▶ _Extrait_:
------------------------
Pr.Taieb Chkili: «L’école doit être le creuset des valeurs citoyennes»

Cycle de débats de la Fondation Ali Yata sur «la question éducative»

Animée par le Pr. Taieb Chkili, la première session d’un cycle de débats sur la question de l’éducation, de la formation et de la recherche scientifique, organisée par la Fondation Ali Yata a eu lieu, samedi au siège national du PPS à Rabat, sous le thème de  «l’école marocaine».

A l’ouverture de cette rencontre, le modérateur de la session, Ismail Alaoui, président de la Fondation Ali Yata, a tenu à rendre hommage au Pr. Taieb Chkili, «un ami et un camarade » qu’il connait de longue date pour avoir marqué «par ses hautes qualités» toutes les actions qu’il a accomplies dans tous les domaines en «homme de terrain, d’action et d’organisation, un éducateur et un créateur».

Natif de Marrakech, Taieb Chkili s’est distingué depuis son jeune âge par son dynamisme citoyen en parallèle de ses études de médecine, qu’il a brillamment réussies à Toulouse par l’obtention de son titre et d’une médaille d’or.

Dans le cadre de ses activités sociales, il avait créé le club cinématographique de Marrakech et avait rejoint le parti, à l’époque interdit, en 1961.Au cours de son séjour en France, il avait pris part à la création d’un groupe de soutien à la cause palestinienne.

A son retour au Maroc, il avait participé à la Marche verte en qualité de coordinateur de toute la logistique médicale mobilisée à cette occasion.

Il s’est ensuite occupé de l’hôpital des maladies mentales de Salé, qu’il transforma d’un lieu d’internement des malades en un hôpital digne de ce nom. Il a également supervisé la construction de l’hôpital des spécialités.

En 1967, il avait été élu député du PPS au parlement avant d’être désigné président de l’Université Mohammed V.

Chkili a été ensuite désigné doyen de la faculté de médecine, poste qu’il occupa pendant sept ans, avant d’être nommé ministre de l’éducation nationale et de la formation, période au cours de laquelle il avait introduit plusieurs réformes. Il est l’auteur de plusieurs ouvrages et de travaux de recherches sur divers sujets.

A la fin de cet hommage à un homme exceptionnel, le président de la Fondation Ali Yata, Smail Alaoui, a remis un présent symbolique au Pr Taieb Chkili en reconnaissance de ses activités et de ses recherches.

Ismail Alaoui a ensuite annoncé l’organisation de deux autres sessions dans le cadre de même cycle de débats : l’une le 21 avril sur «la formation professionnelle» et qui sera animée par Anass Doukkali et l’autre, le 28 avril, sur l’enseignement supérieur et qui sera animée par Omar Fassi Fihri.
------------------------
(Entrées de données recueillies)
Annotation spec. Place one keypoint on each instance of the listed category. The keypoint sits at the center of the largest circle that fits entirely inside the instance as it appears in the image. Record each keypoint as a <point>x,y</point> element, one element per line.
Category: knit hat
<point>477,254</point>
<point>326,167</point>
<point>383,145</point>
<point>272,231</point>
------------------------
▶ _Série d'exercices_:
#1 D'après l'article sur le Pr Taieb Chkili, de quelle ville est-il natif ?
#2 Poursuivez, s'il vous plaît, l'article sur le Pr Taieb Chkili à partir de sa dernière phrase.
La liste provient d'une autre source.

▶ _Corrigé de l'exercice_:
#1 Il est natif de Marrakech.

#2
Prenant la parole, le Pr. Taieb Chkili a remercié la Fondation Ali Yata d’avoir programmé ce cycle de débats consacrés à «la question éducative» et de l’avoir invité pour animer cette première session sur l’école marocaine, étant donné que le sujet est d’actualité et la grave crise que connait le secteur dure depuis une longue date. Il est en effet temps d’en finir, a-t-il annoncé d’emblée, et a appelé à une solution à cette crise que personne ne conteste.

De tous temps, de nombreux savants et philosophes ont souligné l’importance de l’éducation dans la vie des nations comme l’avaient soutenu Ibn Khaldoun, Ibn Hazm, Maimonide et plus tard en France, tous les grands penseurs du siècle des lumières : Diderot, Voltaire, Jean Jaques Rousseau, Montesquieu, a-t-il dit.

Tous ces grands noms de la pensée humaine ont cultivé chacun à sa manière les fondements de l’éducation et son rôle majeur dans la vie des nations, a-t-il expliqué.

Et c’est pour en rappeler l’importance pour le Maroc que la Fondation Ali Yata consacre tout un cycle de débats à la question de l’éducation et de la recherche scientifique, répondant parfaitement à Paul Dupouey qui écrivit en 1991 : «une société sans débat éducatif ne peut être qu’une société totalitaire ou mourante», a-t-il noté.

Depuis le siècle dernier et avec notamment l’expansion de la mondialisation et de la compétition entre les pays et la généralisation des moyens numériques dans les méthodes d’organisation du travail, dans les techniques d’éducation et de formation, l’école est devenue un espace aux finalités multiples, une institution aux responsabilités expansives.

Une telle évolution des concepts et des finalités a entrainé un intérêt qui n’est plus théorique, mais un sujet à la fois extraordinairement sensible, posant aux décideurs des problèmes de choix du système éducatif et en même temps, un sujet de débat où se télescopent les convictions idéologiques, les préoccupations politiques, les intérêts catégoriels, voire les calculs politiciens, a-t-il relevé.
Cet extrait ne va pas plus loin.